# [Exercise prompt]
Carry on the article about Hauser and Ascherio's multiple sclerosis research from its last sentence.

# [Passage]
Stephen Hauser and Alberto Ascherio were recognized for their decades researching the debilitating neurodegenerative disease, which affects nearly three million people worldwide and was long considered an impenetrable enigma.
Hauser's work on multiple sclerosis (MS) started more than 45 years ago, when he met a young patient named Andrea, "an extraordinarily talented young woman who was already an attorney" and working at the White House under then-president Jimmy Carter, he told AFP.
"Then MS appeared in an explosive fashion and destroyed her life," he said.
"I remember seeing her, unable to speak, paralyzed on the right side, unable to swallow, and soon, unable to breathe on her own, and I remember thinking that this was the most unfair thing I had ever seen in medicine."
Then 27 years old, he decided to make it his life's work.
- Rough road -
"At the time, we had no treatments for MS. In fact, there was also a pessimism that treatments could ever be developed," said Hauser, now 74 and director of the neuroscience institute at the University of California San Francisco.
Scientists knew the disease, which damages the central nervous system and leads to paralyzing cognitive and motor problems, was caused by the immune system turning on the body.
But they thought the white blood cells known as T cells were the lone culprit.
Hauser questioned that.
Studying the role played in the disease by B cells, another type of white blood cell, he and his colleagues managed to recreate the damage MS causes to the human nervous system in small monkeys known as marmosets.

# [Given information]
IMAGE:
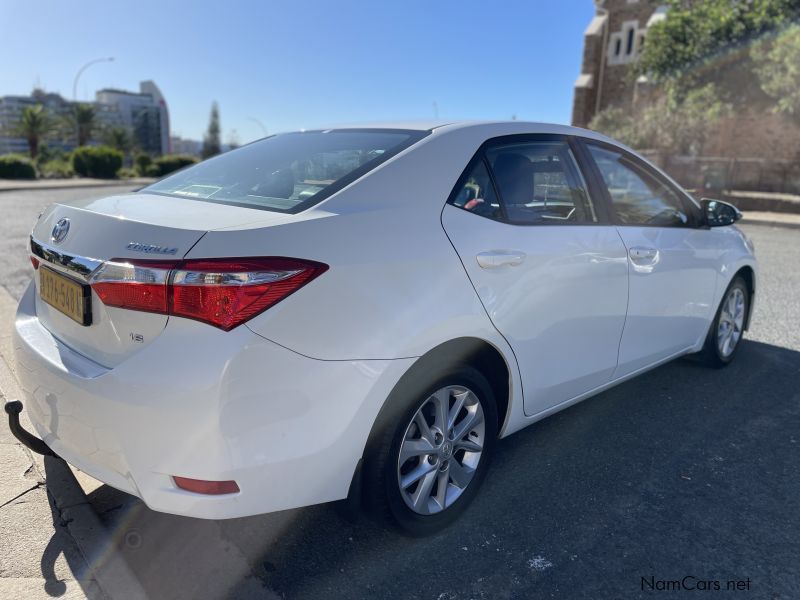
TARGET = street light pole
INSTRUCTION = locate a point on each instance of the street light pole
(80, 72)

# [Response to the task]
The US federal body overseeing medical research dismissed the link as "biologically implausible," and turned down their application for funding for a clinical trial.
But Hauser and his team pressed on.
They persuaded pharmaceutical company Genentech to back testing. In 2006, they got resounding results: treatments targeting B cells were associated with "a dramatic, more than 90-percent reduction in brain inflammation," Hauser said.
It was "something of a scope that had never been seen before."
That threw open a door to bring new treatments to market that slow the advance of the disease in many patients.
But it also raised other questions. For example, what would cause our white blood cells to turn against us?
- The virus connection -
That was a question that puzzled Ascherio, today a professor at Harvard.
He decided to investigate why MS mostly affected people in the northern hemisphere.
"The geographical distribution of MS was quite striking," he told AFP.
"MS is very uncommon in tropical countries and near the equator."
That made him wonder whether a virus could be involved.
He and his team carried out a long-term study following millions of young US military recruits.
After nearly 20 years of research, they came up with an answer. In 2022, they confirmed a link between MS and the Epstein-Barr virus (EBV), a common infection responsible for another well-known disease, infectious mononucleosis, or mono.
"Most people infected with EBV will never develop MS," said Ascherio, 72.
But everyone who develops MS has had EBV first.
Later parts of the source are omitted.